◆ **TASK BRIEF**
Convert every line of the entries below into a numbered list, leaving out blank lines and omitting the pictures.

***** DATA SHOWN *****

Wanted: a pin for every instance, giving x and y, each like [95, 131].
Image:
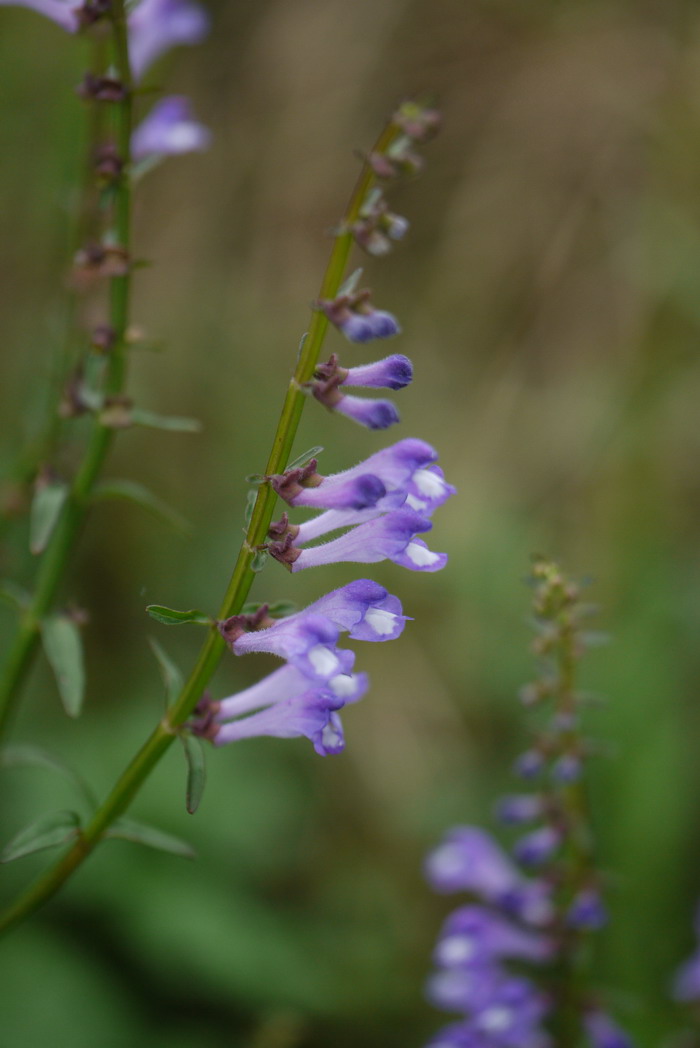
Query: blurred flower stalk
[380, 507]
[540, 909]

*****

◆ **RESPONSE BELOW**
1. Wanted: a pin for every instance, giving x and y, each like [95, 131].
2. Image:
3. Query: blurred flower stalk
4. [380, 507]
5. [540, 909]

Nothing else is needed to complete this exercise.